• What you need to do
A. Check each statement against the results tables description, and answer yes or no, quoting the words that decide it: (i) One ahes table is created for each electronic state. (ii) The apes table is always present. (iii) The agrad table has a row for each DB entry.
B. From the results tables description, copy out the passage starting with "will return all these values" and going on through "first electronic state.".
C. In the results tables description, which table holds the molecular geometries in cartesian coordinates?

• Document extract
◆ ◆ ◆ ◆

The following tables contain the results of the calculations:

The schema below described for dbversions > 1

• agrad

  This table contains the adiabatic gradient values in cartesian coordinates. Contains a row for each DB entry. The number of columns changes based on number of electronic states and atoms. There is a column for each state (i), for each atom (k) and each coordinate (x,y,z) (x_i_k, y_i_k, z_i_k). A SQL query such as:

  SELECT * FROM agrad WHERE rowid = 1

  will return all these values for the first entry

  - Not always present

  - Version dependent

• ahes_{i}

  Actually more than one table. Creates one table per electronic state (i). Each table contains the adiabatic hessian values in cartesian coordinates. Contains a row for each DB entry. The number of columns changes based on number of electronic states and atoms There is a column for each state (i),for each atom (k) and each coordinate (x,y,z) (x1_k_l, y1_k_l, z1_k_l - first hessian entries for atoms k & l, x2_k_l, y2_k_l, z2_k_l - second hessian entries for atoms k & l, x3_k_l, y3_k_l, z3_k_l - third hessian entries for atoms k & l). A SQL query such as:

  SELECT * FROM ahes_1 WHERE rowid = 1

  will return all these hessian values for the first entry for the first electronic state.

  - Not always present

  - Version dependent

• apes

  Table contains the adiabatic potential energy values. Contains a row for each DB entry. The number of columns changes based on the number of electronic states There is a column for each state (i) (eng_i - the energy for state i). A SQL query such as:

  SELECT * FROM apes WHERE rowid = 1

  will return all these potential energy values for the first entry.

  - Not always present

  - Version dependent

• geo

  Table contains the molecular geometries in cartesian coordinates. Contains a row for each DB entry. The number of columns changes based on the number of atoms, 3 columns (x,y,z) for each atom (i): (x_i,y_i,z_i). A SQL query such as:

  SELECT * FROM geo WHERE rowid = 1

  will return all the coordiantes for the first entry.

◆ ◆ ◆ ◆

• Recorded data
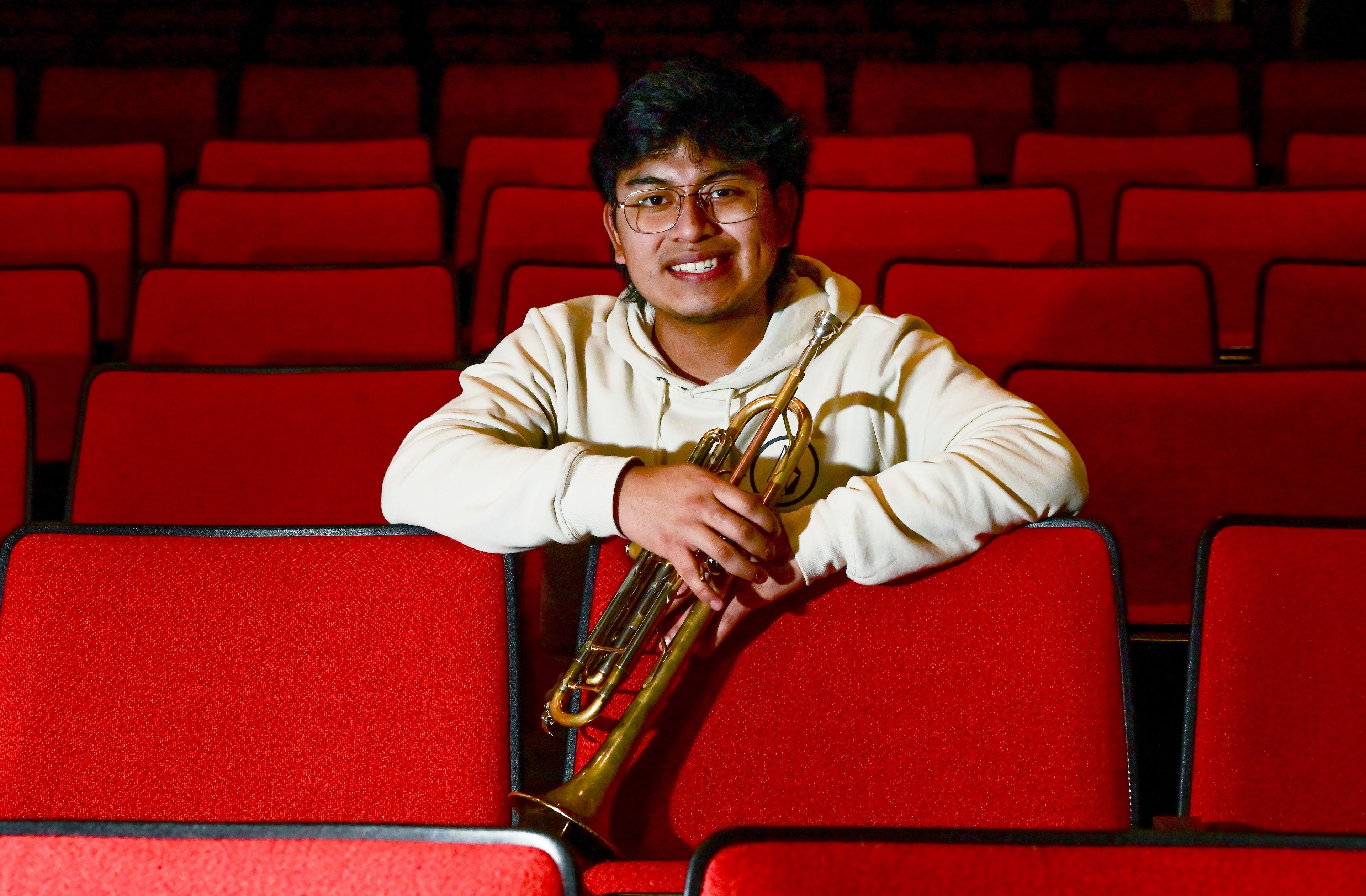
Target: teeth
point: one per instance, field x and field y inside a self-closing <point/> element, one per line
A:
<point x="696" y="267"/>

◆ ◆ ◆ ◆

• Completed exercise
A.
(i) Yes: "Creates one table per electronic state (i)."
(ii) No: "Not always present"
(iii) Yes: "Contains a row for each DB entry."

B.
will return all these values for the first entry

  - Not always present

  - Version dependent

• ahes_{i}

  Actually more than one table. Creates one table per electronic state (i). Each table contains the adiabatic hessian values in cartesian coordinates. Contains a row for each DB entry. The number of columns changes based on number of electronic states and atoms There is a column for each state (i),for each atom (k) and each coordinate (x,y,z) (x1_k_l, y1_k_l, z1_k_l - first hessian entries for atoms k & l, x2_k_l, y2_k_l, z2_k_l - second hessian entries for atoms k & l, x3_k_l, y3_k_l, z3_k_l - third hessian entries for atoms k & l). A SQL query such as:

  SELECT * FROM ahes_1 WHERE rowid = 1

  will return all these hessian values for the first entry for the first electronic state.

C. The geo table.